Physical layer security for IoT applications 

Miroslav Mitev 

Supervisors: Martin Reed, Arsenia Chorti A thesis submitted for the degree of PhD

School of Computer Science and Electronic Engineering University of Essex August 2020


The increasing demands for Internet of things (IoT) applications and the tremendous increase in the volume of IoT generated data bring novel challenges for the fifth generation (5G) network. Verticals such as e-Health, vehicle to everything (V2X) and unmanned aerial vehicles (UAVs) require solutions that can guarantee low latency, energy efficiency, massive connectivity, and high reliability. In particular, finding strong security mechanisms that satisfy the above is of central importance for bringing the IoT to life. In this regards, employing physical layer security (PLS) methods could be greatly beneficial for IoT networks. While current security solutions rely on computational complexity, PLS is based on information theoretic proofs. By removing the need for computational power, PLS is ideally suited for resource constrained devices. In detail, PLS can ensure security using the inherit randomness already present in the physical channel. Promising schemes from the physical layer include physical unclonable functions (PUFs), which are seen as the hardware fingerprint of a device, and secret key generation (SKG) from wireless fading coefficients, which provide the wireless fingerprint of the communication channel between devices. The present thesis develops several PLS-based techniques that pave the way for a new breed of latency-aware, lightweight, security protocols. In particular, the work proposes: i) a fast multi-factor authentication solution with verified security properties based on PUFs, proximity detection and SKG; ii) an authenticated encryption SKG approach that interweaves data transmission and key generation; and, iii) a set of countermeasures to man-in-the-middle and jamming attacks. Overall, PLS solutions show promising performance, especially in the context of IoT applications, therefore, the advances in this thesis should be considered for beyond-5G networks.
************
#### [What to work on]
1. Render into French the following sentence from the thesis abstract: "While current security solutions rely on computational complexity, PLS is based on information theoretic proofs."
2. According to the thesis abstract, what are physical unclonable functions regarded as?

#### [Data lines]
************
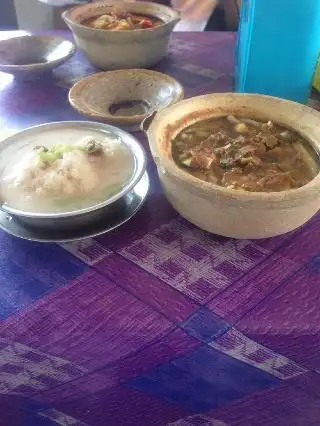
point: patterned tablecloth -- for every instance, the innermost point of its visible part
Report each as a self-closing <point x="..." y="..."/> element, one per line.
<point x="157" y="323"/>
************
#### [Exercise results]
1. Alors que les solutions de sécurité actuelles reposent sur la complexité calculatoire, la PLS se fonde sur des preuves issues de la théorie de l'information.

2. The hardware fingerprint of a device.